Work item: All lines below containing "above" are to be listed.

Dataset records:
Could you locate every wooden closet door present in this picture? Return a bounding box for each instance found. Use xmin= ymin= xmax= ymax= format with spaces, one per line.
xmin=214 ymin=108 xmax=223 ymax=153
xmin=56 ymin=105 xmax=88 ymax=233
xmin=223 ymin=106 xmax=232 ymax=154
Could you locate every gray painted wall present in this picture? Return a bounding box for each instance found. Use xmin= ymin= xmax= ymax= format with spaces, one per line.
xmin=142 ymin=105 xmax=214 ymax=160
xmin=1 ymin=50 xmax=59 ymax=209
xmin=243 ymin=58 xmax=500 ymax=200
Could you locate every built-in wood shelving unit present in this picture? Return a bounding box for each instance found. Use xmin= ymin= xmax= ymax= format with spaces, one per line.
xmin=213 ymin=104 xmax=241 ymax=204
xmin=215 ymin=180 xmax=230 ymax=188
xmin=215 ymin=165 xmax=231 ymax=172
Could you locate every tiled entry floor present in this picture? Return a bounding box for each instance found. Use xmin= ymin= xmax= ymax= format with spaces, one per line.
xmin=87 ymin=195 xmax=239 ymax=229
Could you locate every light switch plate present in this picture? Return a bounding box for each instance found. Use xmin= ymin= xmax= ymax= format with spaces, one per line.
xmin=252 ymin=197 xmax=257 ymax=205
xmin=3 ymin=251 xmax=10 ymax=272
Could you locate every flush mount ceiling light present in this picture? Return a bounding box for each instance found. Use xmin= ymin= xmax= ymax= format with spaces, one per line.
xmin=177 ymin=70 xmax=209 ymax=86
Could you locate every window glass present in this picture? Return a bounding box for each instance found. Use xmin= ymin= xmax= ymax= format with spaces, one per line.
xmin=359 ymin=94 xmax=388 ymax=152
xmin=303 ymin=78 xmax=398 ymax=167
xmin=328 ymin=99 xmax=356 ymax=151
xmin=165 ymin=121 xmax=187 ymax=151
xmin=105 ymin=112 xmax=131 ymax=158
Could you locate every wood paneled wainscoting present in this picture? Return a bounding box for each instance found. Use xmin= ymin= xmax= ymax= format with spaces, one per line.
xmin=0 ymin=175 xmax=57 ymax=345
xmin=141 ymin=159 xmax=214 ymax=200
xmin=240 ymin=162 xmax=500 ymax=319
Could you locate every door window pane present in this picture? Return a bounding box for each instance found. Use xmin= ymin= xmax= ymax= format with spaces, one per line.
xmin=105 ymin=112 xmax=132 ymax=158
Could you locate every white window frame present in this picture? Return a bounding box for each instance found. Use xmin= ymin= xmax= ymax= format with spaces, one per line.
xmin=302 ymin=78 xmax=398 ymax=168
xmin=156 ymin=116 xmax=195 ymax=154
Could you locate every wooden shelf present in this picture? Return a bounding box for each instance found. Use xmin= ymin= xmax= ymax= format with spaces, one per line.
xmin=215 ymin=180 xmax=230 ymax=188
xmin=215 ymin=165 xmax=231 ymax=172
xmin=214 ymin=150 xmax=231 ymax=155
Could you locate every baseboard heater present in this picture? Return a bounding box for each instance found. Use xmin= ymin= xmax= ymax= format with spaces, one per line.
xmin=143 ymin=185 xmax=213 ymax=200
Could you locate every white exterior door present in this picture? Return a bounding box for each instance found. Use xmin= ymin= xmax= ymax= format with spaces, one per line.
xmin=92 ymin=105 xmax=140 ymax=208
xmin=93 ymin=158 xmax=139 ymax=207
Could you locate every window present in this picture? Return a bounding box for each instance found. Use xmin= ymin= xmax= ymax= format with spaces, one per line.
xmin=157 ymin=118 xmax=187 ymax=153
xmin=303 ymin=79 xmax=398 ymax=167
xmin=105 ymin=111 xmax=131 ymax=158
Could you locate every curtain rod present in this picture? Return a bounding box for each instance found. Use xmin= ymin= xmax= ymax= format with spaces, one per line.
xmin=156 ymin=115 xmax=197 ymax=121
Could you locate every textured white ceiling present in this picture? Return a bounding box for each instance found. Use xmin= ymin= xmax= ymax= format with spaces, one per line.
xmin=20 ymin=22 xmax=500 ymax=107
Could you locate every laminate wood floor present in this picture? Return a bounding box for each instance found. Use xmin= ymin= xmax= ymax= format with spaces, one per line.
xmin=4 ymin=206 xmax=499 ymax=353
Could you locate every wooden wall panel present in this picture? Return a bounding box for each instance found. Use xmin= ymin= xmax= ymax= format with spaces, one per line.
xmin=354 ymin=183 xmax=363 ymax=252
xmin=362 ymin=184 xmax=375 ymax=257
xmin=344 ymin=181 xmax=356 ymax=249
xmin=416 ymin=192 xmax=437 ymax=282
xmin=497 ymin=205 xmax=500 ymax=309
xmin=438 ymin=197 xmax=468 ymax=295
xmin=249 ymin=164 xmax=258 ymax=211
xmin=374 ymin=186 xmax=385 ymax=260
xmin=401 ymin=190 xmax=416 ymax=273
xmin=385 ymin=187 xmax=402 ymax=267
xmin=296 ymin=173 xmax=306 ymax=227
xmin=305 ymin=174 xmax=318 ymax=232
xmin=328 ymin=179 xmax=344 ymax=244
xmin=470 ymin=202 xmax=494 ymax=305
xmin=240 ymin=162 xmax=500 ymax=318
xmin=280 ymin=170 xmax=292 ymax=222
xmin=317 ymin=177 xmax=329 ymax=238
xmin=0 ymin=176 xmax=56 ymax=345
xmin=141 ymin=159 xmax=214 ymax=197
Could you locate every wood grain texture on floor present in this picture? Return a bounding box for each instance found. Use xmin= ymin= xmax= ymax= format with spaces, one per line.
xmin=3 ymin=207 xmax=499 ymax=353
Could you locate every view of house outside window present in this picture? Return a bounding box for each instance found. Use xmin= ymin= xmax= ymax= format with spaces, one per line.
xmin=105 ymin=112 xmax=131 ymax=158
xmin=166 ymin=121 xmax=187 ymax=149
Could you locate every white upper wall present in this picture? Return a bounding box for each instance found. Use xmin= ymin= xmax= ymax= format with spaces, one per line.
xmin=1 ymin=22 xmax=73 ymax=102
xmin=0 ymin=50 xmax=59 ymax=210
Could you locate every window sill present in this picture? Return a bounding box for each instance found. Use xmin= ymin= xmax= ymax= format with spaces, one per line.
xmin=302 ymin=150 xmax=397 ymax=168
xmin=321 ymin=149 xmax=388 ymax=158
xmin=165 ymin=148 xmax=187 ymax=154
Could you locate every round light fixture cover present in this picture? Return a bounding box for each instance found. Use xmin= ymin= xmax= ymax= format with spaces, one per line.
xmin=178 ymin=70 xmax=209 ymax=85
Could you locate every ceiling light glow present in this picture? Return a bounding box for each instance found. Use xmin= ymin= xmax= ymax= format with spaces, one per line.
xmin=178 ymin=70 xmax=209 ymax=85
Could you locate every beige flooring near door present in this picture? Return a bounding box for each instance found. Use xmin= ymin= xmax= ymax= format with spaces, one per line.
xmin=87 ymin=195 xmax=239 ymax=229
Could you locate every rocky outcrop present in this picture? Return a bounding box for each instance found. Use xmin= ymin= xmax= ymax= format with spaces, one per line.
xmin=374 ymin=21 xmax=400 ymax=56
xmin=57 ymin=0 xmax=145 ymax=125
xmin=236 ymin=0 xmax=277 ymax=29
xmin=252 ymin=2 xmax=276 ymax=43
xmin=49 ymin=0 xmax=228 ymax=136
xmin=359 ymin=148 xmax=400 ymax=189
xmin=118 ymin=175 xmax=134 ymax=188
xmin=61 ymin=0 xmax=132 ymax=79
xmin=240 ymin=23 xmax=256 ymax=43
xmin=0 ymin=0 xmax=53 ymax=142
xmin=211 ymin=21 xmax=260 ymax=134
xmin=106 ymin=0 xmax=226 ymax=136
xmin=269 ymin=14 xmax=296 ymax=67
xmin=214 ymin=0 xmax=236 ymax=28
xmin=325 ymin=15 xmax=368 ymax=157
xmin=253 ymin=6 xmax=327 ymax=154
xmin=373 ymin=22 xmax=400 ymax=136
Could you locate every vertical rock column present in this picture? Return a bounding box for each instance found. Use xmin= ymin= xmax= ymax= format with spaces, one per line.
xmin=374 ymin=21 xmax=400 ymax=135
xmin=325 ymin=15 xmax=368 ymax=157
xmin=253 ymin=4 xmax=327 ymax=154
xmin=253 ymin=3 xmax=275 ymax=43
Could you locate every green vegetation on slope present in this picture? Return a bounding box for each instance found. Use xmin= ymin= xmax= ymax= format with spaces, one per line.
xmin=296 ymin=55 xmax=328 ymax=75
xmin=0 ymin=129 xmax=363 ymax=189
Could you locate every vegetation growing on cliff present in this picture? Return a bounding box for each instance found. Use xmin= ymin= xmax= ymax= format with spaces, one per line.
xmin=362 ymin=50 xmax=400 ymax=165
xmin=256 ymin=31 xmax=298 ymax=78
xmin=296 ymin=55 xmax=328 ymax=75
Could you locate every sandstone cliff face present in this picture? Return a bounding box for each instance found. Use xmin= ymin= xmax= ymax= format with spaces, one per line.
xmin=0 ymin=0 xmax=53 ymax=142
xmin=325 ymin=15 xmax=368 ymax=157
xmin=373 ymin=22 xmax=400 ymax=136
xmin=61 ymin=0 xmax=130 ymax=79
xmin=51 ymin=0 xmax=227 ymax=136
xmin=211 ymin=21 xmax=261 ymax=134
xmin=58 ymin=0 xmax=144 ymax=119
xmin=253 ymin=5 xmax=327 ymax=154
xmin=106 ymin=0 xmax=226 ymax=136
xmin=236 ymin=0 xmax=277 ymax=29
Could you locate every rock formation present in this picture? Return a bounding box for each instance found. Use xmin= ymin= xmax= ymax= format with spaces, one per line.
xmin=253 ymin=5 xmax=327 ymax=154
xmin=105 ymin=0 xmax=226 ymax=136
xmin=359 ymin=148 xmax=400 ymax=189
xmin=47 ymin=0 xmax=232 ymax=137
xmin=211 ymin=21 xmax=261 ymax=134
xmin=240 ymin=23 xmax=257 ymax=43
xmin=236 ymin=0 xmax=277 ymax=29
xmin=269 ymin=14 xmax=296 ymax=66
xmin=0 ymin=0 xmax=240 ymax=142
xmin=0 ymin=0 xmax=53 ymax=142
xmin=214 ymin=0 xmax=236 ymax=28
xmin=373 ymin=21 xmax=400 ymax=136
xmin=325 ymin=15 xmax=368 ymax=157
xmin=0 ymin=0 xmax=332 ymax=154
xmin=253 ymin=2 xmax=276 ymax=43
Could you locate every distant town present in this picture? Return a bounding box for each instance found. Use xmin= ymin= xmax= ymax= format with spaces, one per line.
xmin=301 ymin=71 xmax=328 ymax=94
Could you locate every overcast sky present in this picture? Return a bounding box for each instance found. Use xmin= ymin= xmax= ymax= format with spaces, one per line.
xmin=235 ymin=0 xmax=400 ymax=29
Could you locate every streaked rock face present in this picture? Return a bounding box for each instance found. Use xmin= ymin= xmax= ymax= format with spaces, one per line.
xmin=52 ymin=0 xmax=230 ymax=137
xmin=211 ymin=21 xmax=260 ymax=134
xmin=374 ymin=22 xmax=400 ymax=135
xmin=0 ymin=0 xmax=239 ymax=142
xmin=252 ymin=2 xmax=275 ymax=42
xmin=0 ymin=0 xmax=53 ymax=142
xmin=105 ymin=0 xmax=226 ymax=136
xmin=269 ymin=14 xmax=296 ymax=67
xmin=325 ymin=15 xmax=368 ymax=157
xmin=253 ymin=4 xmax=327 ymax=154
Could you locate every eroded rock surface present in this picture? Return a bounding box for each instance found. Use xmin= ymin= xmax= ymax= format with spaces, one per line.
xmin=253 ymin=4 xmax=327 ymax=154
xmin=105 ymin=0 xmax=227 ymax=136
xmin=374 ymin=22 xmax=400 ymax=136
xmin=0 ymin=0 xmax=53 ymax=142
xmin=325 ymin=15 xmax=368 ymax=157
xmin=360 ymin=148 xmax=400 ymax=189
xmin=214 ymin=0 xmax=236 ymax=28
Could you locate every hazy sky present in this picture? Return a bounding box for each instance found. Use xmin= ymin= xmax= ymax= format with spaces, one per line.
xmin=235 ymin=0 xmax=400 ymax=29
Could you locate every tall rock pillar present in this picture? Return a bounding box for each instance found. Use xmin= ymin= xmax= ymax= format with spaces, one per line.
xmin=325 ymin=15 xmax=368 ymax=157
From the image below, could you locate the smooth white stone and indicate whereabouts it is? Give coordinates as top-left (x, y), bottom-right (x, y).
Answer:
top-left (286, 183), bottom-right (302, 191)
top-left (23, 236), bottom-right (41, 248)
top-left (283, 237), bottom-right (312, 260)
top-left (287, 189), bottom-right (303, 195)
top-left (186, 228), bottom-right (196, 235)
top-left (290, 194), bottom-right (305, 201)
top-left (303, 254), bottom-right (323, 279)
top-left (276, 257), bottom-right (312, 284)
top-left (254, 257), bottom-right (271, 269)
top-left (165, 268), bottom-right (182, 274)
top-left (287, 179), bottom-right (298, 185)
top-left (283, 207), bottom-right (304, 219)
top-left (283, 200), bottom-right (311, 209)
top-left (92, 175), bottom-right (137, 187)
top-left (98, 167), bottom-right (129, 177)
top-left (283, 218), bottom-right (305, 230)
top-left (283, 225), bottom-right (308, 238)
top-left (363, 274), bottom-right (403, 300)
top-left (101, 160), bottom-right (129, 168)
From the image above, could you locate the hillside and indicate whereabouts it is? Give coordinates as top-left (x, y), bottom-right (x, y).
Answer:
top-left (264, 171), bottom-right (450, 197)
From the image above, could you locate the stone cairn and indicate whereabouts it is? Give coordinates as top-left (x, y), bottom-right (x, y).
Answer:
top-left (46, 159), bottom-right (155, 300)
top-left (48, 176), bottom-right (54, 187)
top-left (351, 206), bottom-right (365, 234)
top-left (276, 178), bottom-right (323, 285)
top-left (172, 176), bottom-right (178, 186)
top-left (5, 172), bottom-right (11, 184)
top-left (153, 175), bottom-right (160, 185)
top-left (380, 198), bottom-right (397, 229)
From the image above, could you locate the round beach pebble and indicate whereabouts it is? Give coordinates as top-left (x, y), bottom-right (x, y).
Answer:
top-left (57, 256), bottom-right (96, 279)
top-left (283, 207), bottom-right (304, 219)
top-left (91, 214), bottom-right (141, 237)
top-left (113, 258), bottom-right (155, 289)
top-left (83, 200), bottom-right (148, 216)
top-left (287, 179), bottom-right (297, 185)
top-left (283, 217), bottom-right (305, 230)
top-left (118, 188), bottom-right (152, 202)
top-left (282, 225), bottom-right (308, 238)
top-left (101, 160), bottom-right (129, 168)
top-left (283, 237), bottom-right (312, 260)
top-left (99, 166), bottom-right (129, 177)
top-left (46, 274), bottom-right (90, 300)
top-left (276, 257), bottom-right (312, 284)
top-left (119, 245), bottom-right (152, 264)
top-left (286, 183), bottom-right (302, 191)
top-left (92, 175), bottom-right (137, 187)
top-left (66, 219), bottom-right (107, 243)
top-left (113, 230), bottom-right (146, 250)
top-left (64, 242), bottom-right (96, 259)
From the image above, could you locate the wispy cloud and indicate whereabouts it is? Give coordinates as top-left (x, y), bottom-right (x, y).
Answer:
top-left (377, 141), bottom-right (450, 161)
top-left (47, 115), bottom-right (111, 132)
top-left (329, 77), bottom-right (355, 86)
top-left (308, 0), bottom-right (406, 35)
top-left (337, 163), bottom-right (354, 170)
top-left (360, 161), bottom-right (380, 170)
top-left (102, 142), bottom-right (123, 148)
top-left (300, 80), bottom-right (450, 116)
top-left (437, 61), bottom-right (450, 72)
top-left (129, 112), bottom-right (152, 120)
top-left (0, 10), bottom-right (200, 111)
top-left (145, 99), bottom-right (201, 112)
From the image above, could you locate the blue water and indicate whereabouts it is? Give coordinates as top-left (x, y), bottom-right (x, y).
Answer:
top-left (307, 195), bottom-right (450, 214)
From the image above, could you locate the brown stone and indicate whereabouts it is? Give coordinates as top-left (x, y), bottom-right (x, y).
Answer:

The completed task:
From the image above, could you locate the hillside and indicate whereabouts it is? Give coordinates as top-left (x, y), bottom-right (x, y).
From the image above, could you locate the stone cairn and indicate whereabouts it is? Give coordinates as top-left (x, y), bottom-right (x, y).
From the image above, could you locate the round beach pebble and indicate whereabouts it is? Give coordinates as top-left (x, y), bottom-right (x, y).
From the image above, could you locate the wispy cloud and indicate whereabouts it is? Give coordinates as top-left (x, y), bottom-right (x, y).
From the image above, could you locate the blue water and indicate whereabouts it is? Give coordinates as top-left (x, y), bottom-right (x, y).
From the image above, could you locate the brown stone and indicate whereabouts it is? Give coordinates as top-left (x, y), bottom-right (x, y).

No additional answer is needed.